==== Supplied data ====

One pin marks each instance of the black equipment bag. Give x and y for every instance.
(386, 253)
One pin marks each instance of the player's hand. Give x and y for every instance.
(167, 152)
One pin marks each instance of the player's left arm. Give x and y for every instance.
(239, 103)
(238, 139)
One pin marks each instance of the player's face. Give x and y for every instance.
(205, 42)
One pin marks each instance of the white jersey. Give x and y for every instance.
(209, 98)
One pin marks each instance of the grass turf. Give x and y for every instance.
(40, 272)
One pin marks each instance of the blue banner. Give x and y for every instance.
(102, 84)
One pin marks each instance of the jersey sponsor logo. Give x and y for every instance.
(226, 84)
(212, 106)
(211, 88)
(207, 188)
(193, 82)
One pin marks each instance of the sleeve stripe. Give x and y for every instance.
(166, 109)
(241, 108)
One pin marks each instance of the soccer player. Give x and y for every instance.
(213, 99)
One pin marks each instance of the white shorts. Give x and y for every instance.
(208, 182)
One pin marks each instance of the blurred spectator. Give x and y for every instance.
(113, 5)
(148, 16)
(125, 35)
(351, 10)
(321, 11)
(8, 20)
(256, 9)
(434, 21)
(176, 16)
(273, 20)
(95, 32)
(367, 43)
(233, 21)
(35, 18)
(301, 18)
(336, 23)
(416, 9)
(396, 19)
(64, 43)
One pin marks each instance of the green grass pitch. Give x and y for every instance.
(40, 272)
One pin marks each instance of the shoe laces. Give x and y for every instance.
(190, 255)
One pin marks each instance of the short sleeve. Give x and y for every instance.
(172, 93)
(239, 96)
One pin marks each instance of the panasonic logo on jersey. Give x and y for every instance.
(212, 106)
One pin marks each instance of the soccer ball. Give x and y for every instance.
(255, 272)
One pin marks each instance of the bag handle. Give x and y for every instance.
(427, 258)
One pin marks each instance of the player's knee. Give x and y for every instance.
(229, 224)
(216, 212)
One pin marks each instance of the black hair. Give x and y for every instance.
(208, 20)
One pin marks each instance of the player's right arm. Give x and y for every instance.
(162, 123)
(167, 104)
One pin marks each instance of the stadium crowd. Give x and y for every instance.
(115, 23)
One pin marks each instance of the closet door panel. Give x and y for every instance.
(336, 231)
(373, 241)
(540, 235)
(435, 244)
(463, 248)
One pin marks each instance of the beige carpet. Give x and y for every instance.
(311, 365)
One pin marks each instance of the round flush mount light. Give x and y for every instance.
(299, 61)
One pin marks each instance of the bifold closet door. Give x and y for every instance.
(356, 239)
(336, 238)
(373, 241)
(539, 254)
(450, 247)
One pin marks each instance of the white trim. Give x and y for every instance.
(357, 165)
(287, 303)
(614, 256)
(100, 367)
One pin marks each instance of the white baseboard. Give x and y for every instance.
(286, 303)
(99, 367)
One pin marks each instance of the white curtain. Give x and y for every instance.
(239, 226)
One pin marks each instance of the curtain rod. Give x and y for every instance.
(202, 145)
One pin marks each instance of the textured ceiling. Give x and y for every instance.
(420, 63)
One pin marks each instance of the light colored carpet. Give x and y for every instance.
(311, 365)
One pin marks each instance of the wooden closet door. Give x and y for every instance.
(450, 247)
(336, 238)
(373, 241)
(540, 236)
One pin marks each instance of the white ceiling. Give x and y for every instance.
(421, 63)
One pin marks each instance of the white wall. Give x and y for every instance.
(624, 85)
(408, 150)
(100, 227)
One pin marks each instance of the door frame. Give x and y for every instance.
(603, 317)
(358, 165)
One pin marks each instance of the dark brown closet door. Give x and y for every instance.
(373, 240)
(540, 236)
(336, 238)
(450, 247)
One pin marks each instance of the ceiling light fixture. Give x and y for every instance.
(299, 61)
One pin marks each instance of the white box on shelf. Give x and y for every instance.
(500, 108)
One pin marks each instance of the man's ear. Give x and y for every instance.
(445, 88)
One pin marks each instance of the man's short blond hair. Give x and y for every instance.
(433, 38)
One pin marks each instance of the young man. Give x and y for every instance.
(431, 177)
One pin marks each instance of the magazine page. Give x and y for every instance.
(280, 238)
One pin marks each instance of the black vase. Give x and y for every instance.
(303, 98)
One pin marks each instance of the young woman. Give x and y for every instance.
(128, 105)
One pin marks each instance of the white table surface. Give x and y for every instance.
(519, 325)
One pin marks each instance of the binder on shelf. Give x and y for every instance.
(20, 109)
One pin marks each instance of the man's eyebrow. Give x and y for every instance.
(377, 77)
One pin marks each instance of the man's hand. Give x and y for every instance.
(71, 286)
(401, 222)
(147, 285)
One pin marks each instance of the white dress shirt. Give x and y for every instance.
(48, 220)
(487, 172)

====

Each entry must be output exactly as it was written.

**Solution below**
One pin marks each instance of the black equipment bag. Give x and y for every instance.
(386, 253)
One pin marks each instance of the player's hand. Give x and y for every instance.
(167, 152)
One pin marks each instance of the player's left arm. Give x and y for every instance.
(239, 103)
(238, 139)
One pin marks each instance of the player's face. Give x and y for every instance.
(205, 42)
One pin marks each instance of the white jersey. Give x and y for every instance.
(209, 98)
One pin marks each instance of the grass turf. Give x and y for every instance.
(40, 272)
One pin marks each instance of the blue banner. Give x and y for every instance.
(102, 84)
One pin marks each instance of the jersey sponsor logo. Give x and y for every instance.
(226, 84)
(212, 106)
(211, 88)
(207, 188)
(193, 82)
One pin marks each instance of the sleeve stripe. Give x and y for every instance.
(166, 109)
(241, 108)
One pin marks each instance of the soccer player. Give x and y for every instance.
(213, 99)
One pin marks each instance of the white shorts. Give x and y for every instance.
(208, 182)
One pin marks each instance of the blurred spectator. Give x and y for every instance.
(113, 5)
(148, 16)
(125, 35)
(351, 10)
(321, 11)
(8, 20)
(256, 9)
(434, 21)
(176, 16)
(273, 20)
(95, 32)
(367, 43)
(233, 21)
(35, 18)
(301, 18)
(336, 23)
(416, 9)
(396, 19)
(64, 43)
One pin marks each instance of the green grass pitch. Give x and y for every instance.
(40, 272)
One pin marks each instance of the shoe laces. Give x and y for every instance.
(190, 255)
One pin marks each instance of the short sleeve. Give x and y for every instance.
(172, 93)
(239, 96)
One pin marks each instance of the panasonic logo on jersey. Give x and y for every instance.
(212, 106)
One pin marks each instance of the soccer ball. Give x and y for every instance.
(255, 272)
One pin marks each instance of the bag handle. Give x and y for every instance.
(427, 258)
One pin marks each instance of the player's knee. Give x and y for every instance.
(229, 224)
(216, 212)
One pin marks each instance of the black hair. Give x and y for every instance.
(208, 20)
One pin marks each instance of the player's right arm. Give x and y for every instance.
(162, 123)
(167, 104)
One pin marks each instance of the stadium crowd. Give x and y for every instance.
(115, 23)
One pin marks each instance of the closet door panel. Give x and y for every instance.
(336, 231)
(373, 241)
(540, 235)
(435, 244)
(463, 248)
One pin marks each instance of the beige carpet. Give x and y for every instance.
(311, 365)
One pin marks each instance of the round flush mount light. Give x and y for every instance.
(299, 61)
One pin marks each instance of the bifold closet door. Give x and y for every instance.
(356, 239)
(336, 238)
(373, 241)
(539, 254)
(450, 247)
One pin marks each instance of the white trim. Give x and y for every instance.
(357, 165)
(287, 303)
(614, 256)
(100, 367)
One pin marks each instance of the white baseboard. Give x and y for every instance.
(286, 303)
(99, 367)
One pin marks each instance of the white curtain. Give x and y for every instance.
(239, 226)
One pin marks each instance of the curtain rod. Give x and y for every instance.
(202, 145)
One pin marks each instance of the textured ceiling. Give x and y for every instance.
(420, 63)
One pin marks each instance of the light colored carpet. Give x and y for every instance.
(311, 365)
One pin marks each instance of the wooden closet door. Give x and y for every instance.
(450, 247)
(336, 238)
(373, 241)
(540, 236)
One pin marks each instance of the white ceiling. Give x and y for every instance.
(421, 63)
One pin marks each instance of the white wall. Give x and y for every instance.
(624, 85)
(408, 150)
(100, 227)
One pin marks each instance of the door frame. Give x and y for every instance.
(603, 317)
(358, 165)
One pin marks each instance of the dark brown closet door. Give x and y for every instance.
(373, 240)
(540, 236)
(336, 238)
(450, 247)
One pin marks each instance of the ceiling light fixture. Give x and y for every instance.
(299, 61)
One pin marks each instance of the white box on shelf. Give x and y for every instance.
(500, 108)
One pin marks each instance of the man's ear. Give x and y for every instance.
(445, 88)
One pin marks each instance of the man's short blond hair. Give x and y for every instance.
(433, 38)
One pin marks each instance of the young man. Give x and y for every instance.
(431, 177)
One pin marks each instance of the magazine page. Give x and y for every instance.
(280, 238)
One pin marks each instance of the black vase. Give x and y for every instance.
(303, 98)
One pin marks each instance of the young woman. Give x and y for every instance.
(128, 105)
One pin marks each instance of the white table surface. Give x and y for every instance.
(519, 325)
One pin marks each instance of the binder on shelf. Give x and y for every instance.
(20, 109)
One pin marks each instance of the man's eyebrow. Give x and y for every instance.
(377, 77)
One pin marks each instance of the man's hand. Give x and y for every instance.
(71, 286)
(401, 222)
(147, 285)
One pin marks each instance of the white dress shirt. Give x and y for every instance.
(48, 220)
(487, 172)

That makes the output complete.